= Beginning of Section =

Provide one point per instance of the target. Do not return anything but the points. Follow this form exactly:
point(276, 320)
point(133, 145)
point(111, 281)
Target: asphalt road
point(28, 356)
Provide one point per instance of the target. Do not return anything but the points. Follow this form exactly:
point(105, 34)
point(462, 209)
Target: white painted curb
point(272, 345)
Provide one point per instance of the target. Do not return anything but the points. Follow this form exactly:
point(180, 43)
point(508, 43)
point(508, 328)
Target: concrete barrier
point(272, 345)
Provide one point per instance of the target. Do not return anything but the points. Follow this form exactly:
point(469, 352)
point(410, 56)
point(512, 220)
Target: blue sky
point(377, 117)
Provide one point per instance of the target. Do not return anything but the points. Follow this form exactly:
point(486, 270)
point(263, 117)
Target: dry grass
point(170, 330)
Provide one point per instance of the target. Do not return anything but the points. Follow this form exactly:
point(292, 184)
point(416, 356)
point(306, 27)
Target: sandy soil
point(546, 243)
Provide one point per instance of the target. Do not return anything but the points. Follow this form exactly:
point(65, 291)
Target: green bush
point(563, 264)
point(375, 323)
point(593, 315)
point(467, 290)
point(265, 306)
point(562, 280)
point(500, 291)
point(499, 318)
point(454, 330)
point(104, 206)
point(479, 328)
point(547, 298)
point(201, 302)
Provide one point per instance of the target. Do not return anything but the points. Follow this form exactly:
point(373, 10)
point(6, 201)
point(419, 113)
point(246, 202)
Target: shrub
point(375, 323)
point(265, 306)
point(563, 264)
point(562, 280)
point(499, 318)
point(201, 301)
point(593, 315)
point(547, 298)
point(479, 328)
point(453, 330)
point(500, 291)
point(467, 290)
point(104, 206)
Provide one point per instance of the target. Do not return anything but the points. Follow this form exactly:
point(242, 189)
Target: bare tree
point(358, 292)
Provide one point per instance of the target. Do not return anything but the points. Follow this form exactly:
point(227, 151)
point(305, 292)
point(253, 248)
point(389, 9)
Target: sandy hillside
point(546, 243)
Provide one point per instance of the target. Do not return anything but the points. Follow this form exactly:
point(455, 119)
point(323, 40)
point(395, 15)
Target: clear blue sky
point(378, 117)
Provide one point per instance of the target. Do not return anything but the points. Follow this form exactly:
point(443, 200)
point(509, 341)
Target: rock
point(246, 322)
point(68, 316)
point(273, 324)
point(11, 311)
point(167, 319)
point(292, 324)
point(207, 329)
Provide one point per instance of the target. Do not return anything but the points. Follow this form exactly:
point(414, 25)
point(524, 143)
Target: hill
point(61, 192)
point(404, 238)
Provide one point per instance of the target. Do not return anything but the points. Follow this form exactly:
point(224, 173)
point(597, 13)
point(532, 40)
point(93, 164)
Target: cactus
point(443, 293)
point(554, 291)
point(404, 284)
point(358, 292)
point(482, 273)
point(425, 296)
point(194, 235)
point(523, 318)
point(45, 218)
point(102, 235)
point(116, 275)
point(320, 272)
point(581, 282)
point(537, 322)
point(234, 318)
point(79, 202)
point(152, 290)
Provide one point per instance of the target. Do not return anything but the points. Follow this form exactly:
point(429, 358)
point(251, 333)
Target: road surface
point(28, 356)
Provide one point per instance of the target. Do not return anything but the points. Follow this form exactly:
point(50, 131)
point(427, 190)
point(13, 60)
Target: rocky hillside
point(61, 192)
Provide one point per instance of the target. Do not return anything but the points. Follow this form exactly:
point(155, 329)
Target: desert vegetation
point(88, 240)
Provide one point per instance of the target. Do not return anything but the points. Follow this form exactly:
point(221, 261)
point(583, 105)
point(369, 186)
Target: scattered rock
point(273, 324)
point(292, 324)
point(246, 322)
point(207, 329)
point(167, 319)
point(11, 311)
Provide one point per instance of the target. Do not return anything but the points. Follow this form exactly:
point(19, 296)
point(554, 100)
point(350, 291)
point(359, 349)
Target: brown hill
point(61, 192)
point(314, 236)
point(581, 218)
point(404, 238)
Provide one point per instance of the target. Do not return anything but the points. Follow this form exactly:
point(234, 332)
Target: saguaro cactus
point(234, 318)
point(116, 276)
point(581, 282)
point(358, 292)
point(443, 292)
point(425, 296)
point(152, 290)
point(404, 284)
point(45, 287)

= End of Section =

• _WORK INSTRUCTIONS_
Write all the entries again precisely as they were given.

• _ANSWER AREA_
Provide one point per instance of the target. Do not return anything but the points. Follow this form exactly:
point(276, 320)
point(133, 145)
point(111, 281)
Target: asphalt road
point(28, 356)
Provide one point per instance of the target. Do not return anything but the points. Follow this form exactly:
point(105, 34)
point(462, 209)
Target: white painted curb
point(272, 345)
Provide one point per instance of the target. Do not return anything but the points. Follow this form exactly:
point(180, 43)
point(508, 43)
point(508, 328)
Target: concrete barrier
point(272, 345)
Provide one point per instance of the target. Do not return anything but the points. Follow this form exactly:
point(469, 352)
point(410, 56)
point(512, 220)
Target: blue sky
point(377, 117)
Provide one point per instance of the target. Do not return anything but the points. Follow this form exactly:
point(486, 270)
point(263, 117)
Target: dry grass
point(170, 330)
Provide one point per instance of the target. Do not return anything but the points. Follow this form exactly:
point(292, 184)
point(416, 356)
point(306, 27)
Target: sandy soil
point(546, 243)
Provide one point per instance of the target. Do not return anything but the points. Follow this form exactly:
point(65, 291)
Target: green bush
point(563, 264)
point(375, 323)
point(593, 315)
point(467, 290)
point(265, 306)
point(562, 280)
point(500, 291)
point(499, 318)
point(454, 330)
point(104, 206)
point(479, 328)
point(547, 298)
point(201, 302)
Provide one point per instance of the target. Do not return anything but the points. Follow this form exactly:
point(373, 10)
point(6, 201)
point(419, 113)
point(246, 202)
Target: shrub
point(375, 323)
point(265, 306)
point(563, 264)
point(562, 280)
point(499, 318)
point(201, 301)
point(593, 315)
point(547, 298)
point(479, 328)
point(453, 330)
point(500, 291)
point(467, 290)
point(104, 206)
Provide one point per instance of the target. Do not return anything but the points. Follow this form exactly:
point(242, 189)
Target: bare tree
point(358, 292)
Provide one point per instance of the target. Do not return anything but the points. Follow this form exactly:
point(227, 151)
point(305, 292)
point(253, 248)
point(389, 9)
Target: sandy hillside
point(546, 243)
Provide one point per instance of the target. Do not return anything but the points. Follow this form exactly:
point(455, 119)
point(323, 40)
point(395, 15)
Target: clear blue sky
point(378, 117)
Provide one point per instance of the target. Do not return anything but the points. Follow this form exactly:
point(443, 200)
point(509, 341)
Target: rock
point(246, 322)
point(68, 316)
point(273, 324)
point(11, 311)
point(167, 319)
point(292, 324)
point(207, 329)
Provide one point per instance of the target. Do not return anything but the points. Follow this form exactly:
point(414, 25)
point(524, 143)
Target: hill
point(61, 192)
point(404, 238)
Provide one point per instance of the target. Do not return anything but the points. Follow this form exactly:
point(224, 173)
point(597, 13)
point(532, 40)
point(93, 164)
Target: cactus
point(443, 293)
point(554, 291)
point(404, 284)
point(358, 292)
point(482, 273)
point(425, 296)
point(194, 235)
point(523, 318)
point(45, 218)
point(102, 235)
point(116, 275)
point(320, 272)
point(581, 282)
point(537, 322)
point(234, 318)
point(79, 202)
point(152, 290)
Provide one point per instance of the target. Do not return anything but the points. Follow this form exactly:
point(429, 358)
point(251, 333)
Target: road surface
point(28, 356)
Provide one point per instance of the target. Do not return anything but the points. Follow this form exactly:
point(50, 131)
point(427, 190)
point(13, 60)
Target: rocky hillside
point(61, 192)
Provide one point per instance of the target. Do not return anything but the points. Follow this form exactly:
point(155, 329)
Target: desert vegetation
point(88, 240)
Provide one point per instance of the target. Do not return anything but the points. Follow this form exactly:
point(221, 261)
point(583, 105)
point(369, 186)
Target: scattered rock
point(273, 324)
point(292, 324)
point(246, 322)
point(207, 329)
point(167, 319)
point(11, 311)
Provide one point per instance of the target. Do not return anything but the points. Follow this form exactly:
point(19, 296)
point(554, 100)
point(350, 291)
point(359, 349)
Target: brown hill
point(61, 192)
point(314, 236)
point(581, 218)
point(404, 238)
Provide one point per instance of the target. Do not return anything but the points. Follow this form exactly:
point(234, 332)
Target: saguaro cactus
point(234, 318)
point(116, 276)
point(581, 282)
point(358, 292)
point(443, 292)
point(425, 296)
point(152, 290)
point(404, 284)
point(45, 287)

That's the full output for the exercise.